[Task prompt] Rescale the entries from the start through the line containing "[[316, 63]]", both included, and reproduce only those lines with their requests, multiplying every point coordinate in the answers by 2.45 and rounding to whole numbers with halves going up. Keep the sample coordinates in the requests unchanged and leave the pictures out.

[Data rows]

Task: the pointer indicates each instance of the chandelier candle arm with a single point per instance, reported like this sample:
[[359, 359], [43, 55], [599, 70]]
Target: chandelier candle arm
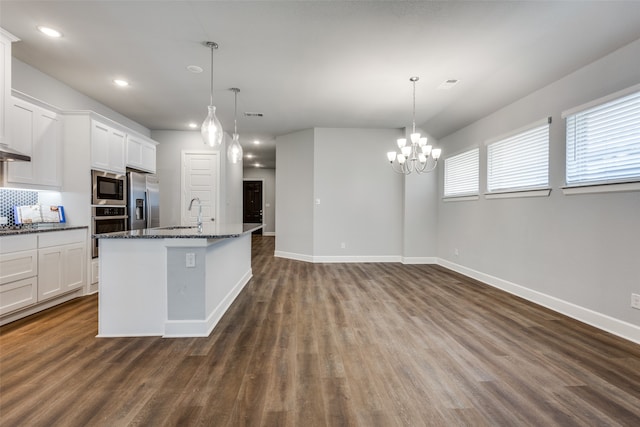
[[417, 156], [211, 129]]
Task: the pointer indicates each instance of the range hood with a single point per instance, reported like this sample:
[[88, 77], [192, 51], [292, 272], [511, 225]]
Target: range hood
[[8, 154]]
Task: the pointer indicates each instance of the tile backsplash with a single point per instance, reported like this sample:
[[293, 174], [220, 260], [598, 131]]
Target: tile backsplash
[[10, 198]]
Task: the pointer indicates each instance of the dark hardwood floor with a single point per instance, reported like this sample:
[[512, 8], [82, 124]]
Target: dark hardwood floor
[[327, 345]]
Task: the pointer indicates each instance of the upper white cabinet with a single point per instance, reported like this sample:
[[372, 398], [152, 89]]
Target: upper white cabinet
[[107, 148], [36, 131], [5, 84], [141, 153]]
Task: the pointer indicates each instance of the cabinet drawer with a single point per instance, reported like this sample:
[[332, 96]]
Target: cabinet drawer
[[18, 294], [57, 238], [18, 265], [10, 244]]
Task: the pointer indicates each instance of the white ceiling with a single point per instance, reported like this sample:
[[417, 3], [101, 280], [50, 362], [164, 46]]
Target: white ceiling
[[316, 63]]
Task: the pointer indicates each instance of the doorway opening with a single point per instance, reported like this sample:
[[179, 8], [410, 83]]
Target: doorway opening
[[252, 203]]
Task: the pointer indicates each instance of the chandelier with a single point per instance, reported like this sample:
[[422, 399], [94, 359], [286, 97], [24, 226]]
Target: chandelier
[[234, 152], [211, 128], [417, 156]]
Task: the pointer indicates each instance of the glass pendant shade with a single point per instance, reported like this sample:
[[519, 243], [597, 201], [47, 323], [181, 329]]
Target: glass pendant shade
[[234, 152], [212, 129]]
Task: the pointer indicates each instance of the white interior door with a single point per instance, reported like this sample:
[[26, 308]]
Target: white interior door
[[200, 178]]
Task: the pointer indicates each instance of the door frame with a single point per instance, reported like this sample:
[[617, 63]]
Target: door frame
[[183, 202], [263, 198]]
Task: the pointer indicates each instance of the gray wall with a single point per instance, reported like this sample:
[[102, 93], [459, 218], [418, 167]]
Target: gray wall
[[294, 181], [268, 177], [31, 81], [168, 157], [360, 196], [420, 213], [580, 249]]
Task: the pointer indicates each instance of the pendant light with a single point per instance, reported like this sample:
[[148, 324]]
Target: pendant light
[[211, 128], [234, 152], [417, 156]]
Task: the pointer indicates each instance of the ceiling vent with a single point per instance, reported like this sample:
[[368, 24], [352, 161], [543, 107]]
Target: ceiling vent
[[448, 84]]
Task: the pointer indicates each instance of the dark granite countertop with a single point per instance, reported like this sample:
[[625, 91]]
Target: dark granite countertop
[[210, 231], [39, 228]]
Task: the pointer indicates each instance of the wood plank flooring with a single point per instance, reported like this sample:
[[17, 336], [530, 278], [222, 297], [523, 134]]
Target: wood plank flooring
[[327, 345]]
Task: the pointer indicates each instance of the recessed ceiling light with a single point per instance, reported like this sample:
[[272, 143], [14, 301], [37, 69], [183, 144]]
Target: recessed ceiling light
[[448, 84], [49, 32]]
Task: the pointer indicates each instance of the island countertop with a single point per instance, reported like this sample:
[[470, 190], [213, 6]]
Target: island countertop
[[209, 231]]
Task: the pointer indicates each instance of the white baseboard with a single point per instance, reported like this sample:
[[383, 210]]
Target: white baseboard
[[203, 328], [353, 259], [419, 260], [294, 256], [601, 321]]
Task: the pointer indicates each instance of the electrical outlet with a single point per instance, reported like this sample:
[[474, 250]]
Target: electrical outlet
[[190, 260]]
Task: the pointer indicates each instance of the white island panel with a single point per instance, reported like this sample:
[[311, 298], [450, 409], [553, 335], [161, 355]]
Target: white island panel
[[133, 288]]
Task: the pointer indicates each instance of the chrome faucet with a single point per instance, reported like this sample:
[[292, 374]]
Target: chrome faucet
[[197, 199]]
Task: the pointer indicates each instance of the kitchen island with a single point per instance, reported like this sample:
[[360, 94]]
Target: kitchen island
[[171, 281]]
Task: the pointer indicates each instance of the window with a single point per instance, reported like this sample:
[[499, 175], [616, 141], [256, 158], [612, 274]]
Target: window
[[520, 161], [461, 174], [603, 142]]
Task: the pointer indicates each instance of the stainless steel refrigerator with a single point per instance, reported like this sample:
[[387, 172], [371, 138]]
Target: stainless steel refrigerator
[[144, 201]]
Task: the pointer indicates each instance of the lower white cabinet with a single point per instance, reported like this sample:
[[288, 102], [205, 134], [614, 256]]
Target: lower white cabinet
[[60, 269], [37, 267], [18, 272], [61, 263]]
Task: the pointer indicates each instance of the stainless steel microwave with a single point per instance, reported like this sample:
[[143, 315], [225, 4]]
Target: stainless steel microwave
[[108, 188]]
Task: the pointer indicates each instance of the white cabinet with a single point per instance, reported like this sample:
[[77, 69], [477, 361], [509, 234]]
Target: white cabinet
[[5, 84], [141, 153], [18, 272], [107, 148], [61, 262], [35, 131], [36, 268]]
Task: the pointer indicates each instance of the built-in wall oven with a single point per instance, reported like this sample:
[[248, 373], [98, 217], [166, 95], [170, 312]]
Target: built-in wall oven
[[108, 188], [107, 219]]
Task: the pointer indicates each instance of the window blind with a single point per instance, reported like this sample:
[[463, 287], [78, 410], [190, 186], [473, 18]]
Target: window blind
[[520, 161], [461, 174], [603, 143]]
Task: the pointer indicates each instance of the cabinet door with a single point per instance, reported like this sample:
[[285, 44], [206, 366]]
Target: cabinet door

[In response]
Task: the pointer indicates each instance of the chandelier candle arm with a single point per instance, reported like this sample:
[[359, 359], [43, 55], [599, 70]]
Target: chandelier candle arm
[[1022, 382], [517, 316]]
Task: the pointer indicates each instance of the range hood with a single point per instance, reported like this sample:
[[88, 77], [192, 51], [292, 272], [511, 225]]
Target: range hood
[[20, 377]]
Task: the pointer indicates each instance of the tile backsplash with a single point per instance, reported like this sample:
[[293, 174], [220, 260], [598, 131]]
Target: tile backsplash
[[25, 485]]
Task: the pointer indicates each instance of the dark hardwood floor with a single point per instance, reported like this sample:
[[512, 8], [82, 124]]
Target: dark hardwood floor
[[801, 845]]
Task: the pointer indicates each instance of the upper white cabinet with a single point per instance, reported like this sample:
[[372, 398], [152, 89]]
Target: upper white cabinet
[[262, 363], [88, 321], [12, 206], [345, 375]]
Task: the pointer indicates each instance of the cabinet drawer with a single point per instance, reported like this sample:
[[332, 96]]
Target: cabinet drawer
[[44, 720], [140, 583], [44, 649], [25, 598]]
Task: the pointer indicates each instance of the white ceiling with a single point per instance, reported like this sample:
[[417, 3], [101, 280], [50, 362], [164, 46]]
Target: white ceiling
[[774, 154]]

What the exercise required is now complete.